• **Task set**:
1. Answer these questions from the text on psoriasis:
(a) Where did the psoriasis spread in the last 18 months or so?
(b) What did the writer try on their own to help their scalp before going back to the doctor?
(c) What did the doctor give the writer for their scalp?
2. Reproduce the text on psoriasis word for word, from "In the last 9-12months" to "find the cause.".

So for many years I have suffered with a dermatological condition known as psoriasis, I have often suffered small break outs on my face, hands and wrists which have always been controllable. I have been using a dermal cream soap and using a moisturizer for years now, and when I have suffered a bad flare up I have been to docs for a steroid cream and used vasaline which has regained control and eventually the psoriasis has disappeared. I have not actually managed to find the cause of my psoriasis to date, but in the last 18 months or so I have found it spread to my scalp but has been controllable, I switched out my normal shampoo and conditioner, and replaced with a vegan shampoo and conditioner with know nasties in it, to a degree it was helping. Until it wasn’t!
In the last 9-12months it has become gradually worse, to a point I was really struggling, I went for a shorter haircut to try and help things! But eventually it got to a point where shampoo and conditioner just weren’t cutting it anymore and I have been in agony with it all. I had to head back to the doctors and was given a medicated shampoo and some steroid cream to put on my scalp in an attempt to regain some control. Sadly I was struggling to get the cream on my scalp and it was making my hair greasy which wasn’t making me feel great, plus I was still really struggling with a sore and itchy scalp which made me feel embarrassed. I was becoming stressed out and anxious about it all, but that probably hasn’t helped as stress can make it worse. I have even tried changing my diet by eating less meat, bread and trying to be healthier but I am yet to find the cause.

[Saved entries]
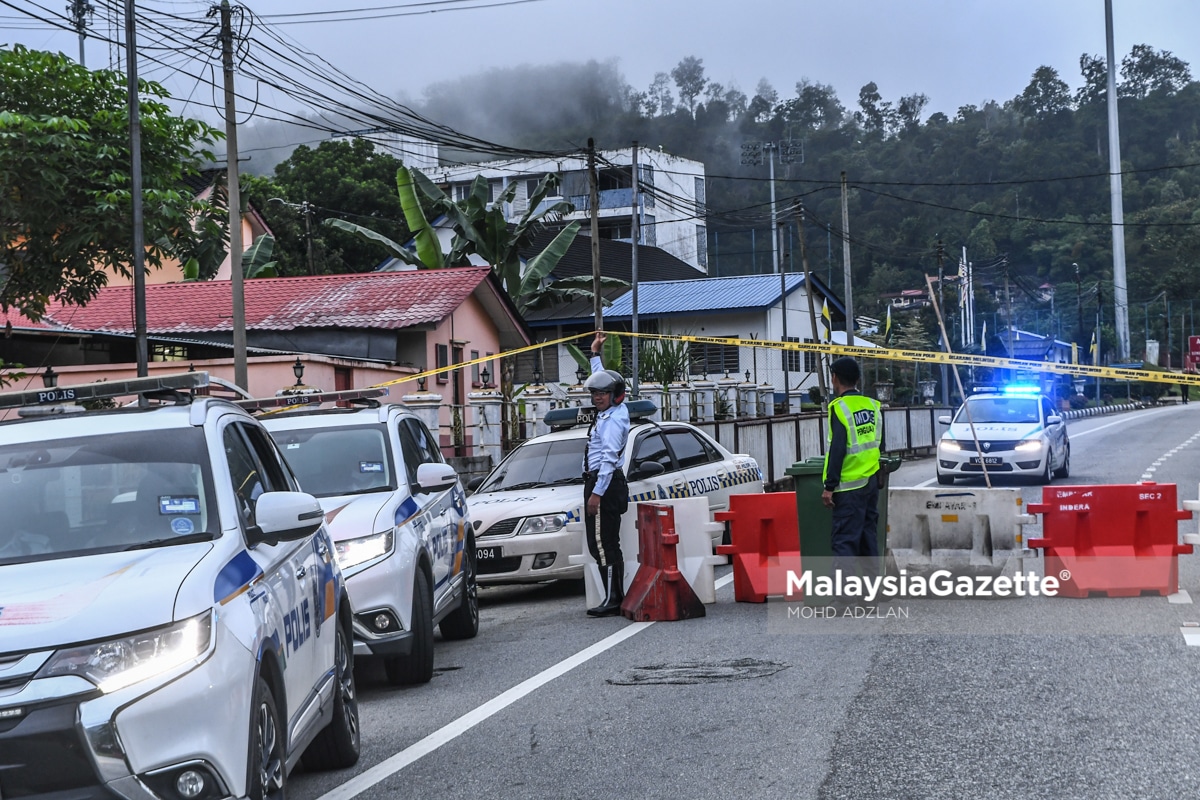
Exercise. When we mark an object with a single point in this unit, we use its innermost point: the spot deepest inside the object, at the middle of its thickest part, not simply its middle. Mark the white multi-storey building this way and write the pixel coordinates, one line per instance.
(672, 196)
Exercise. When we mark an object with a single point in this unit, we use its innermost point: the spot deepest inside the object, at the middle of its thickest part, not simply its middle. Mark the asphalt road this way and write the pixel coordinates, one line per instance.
(1036, 697)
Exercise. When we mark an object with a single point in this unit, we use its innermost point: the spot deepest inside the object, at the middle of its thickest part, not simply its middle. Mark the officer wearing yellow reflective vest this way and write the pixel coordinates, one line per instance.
(852, 463)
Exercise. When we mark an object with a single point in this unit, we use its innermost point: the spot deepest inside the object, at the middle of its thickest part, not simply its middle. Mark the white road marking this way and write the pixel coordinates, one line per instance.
(385, 769)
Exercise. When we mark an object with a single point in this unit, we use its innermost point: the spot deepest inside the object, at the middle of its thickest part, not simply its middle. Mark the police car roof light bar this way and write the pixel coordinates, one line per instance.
(315, 398)
(568, 417)
(105, 389)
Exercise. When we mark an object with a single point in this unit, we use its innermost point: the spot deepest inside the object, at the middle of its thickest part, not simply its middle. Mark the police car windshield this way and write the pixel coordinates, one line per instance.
(1001, 409)
(539, 463)
(331, 462)
(93, 494)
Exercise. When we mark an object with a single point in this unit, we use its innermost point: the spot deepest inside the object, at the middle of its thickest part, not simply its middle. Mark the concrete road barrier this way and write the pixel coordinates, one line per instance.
(969, 531)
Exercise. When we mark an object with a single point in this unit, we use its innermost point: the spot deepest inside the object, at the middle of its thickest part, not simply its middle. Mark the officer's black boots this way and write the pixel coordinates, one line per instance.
(613, 579)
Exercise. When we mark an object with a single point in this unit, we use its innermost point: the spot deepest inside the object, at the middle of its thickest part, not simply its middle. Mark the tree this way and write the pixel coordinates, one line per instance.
(1146, 70)
(689, 77)
(65, 182)
(1048, 95)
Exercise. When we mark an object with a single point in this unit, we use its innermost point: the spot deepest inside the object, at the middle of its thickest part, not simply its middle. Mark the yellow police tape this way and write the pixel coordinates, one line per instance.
(887, 354)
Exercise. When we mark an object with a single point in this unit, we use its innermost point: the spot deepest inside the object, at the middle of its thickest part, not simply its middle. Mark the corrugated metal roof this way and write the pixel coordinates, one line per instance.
(379, 300)
(663, 298)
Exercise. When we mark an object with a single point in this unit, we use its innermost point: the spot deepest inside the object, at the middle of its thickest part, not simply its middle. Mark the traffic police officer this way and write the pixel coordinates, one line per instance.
(605, 492)
(852, 465)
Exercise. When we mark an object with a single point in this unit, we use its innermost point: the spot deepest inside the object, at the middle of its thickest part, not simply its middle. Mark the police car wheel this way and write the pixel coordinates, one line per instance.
(268, 762)
(418, 666)
(337, 746)
(1065, 469)
(463, 621)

• **Task responses**:
1.
(a) It spread to the writer's scalp.
(b) The writer swapped their normal shampoo and conditioner for a vegan shampoo and conditioner and went for a shorter haircut.
(c) A medicated shampoo and some steroid cream to put on the scalp.

2.
In the last 9-12months it has become gradually worse, to a point I was really struggling, I went for a shorter haircut to try and help things! But eventually it got to a point where shampoo and conditioner just weren’t cutting it anymore and I have been in agony with it all. I had to head back to the doctors and was given a medicated shampoo and some steroid cream to put on my scalp in an attempt to regain some control. Sadly I was struggling to get the cream on my scalp and it was making my hair greasy which wasn’t making me feel great, plus I was still really struggling with a sore and itchy scalp which made me feel embarrassed. I was becoming stressed out and anxious about it all, but that probably hasn’t helped as stress can make it worse. I have even tried changing my diet by eating less meat, bread and trying to be healthier but I am yet to find the cause.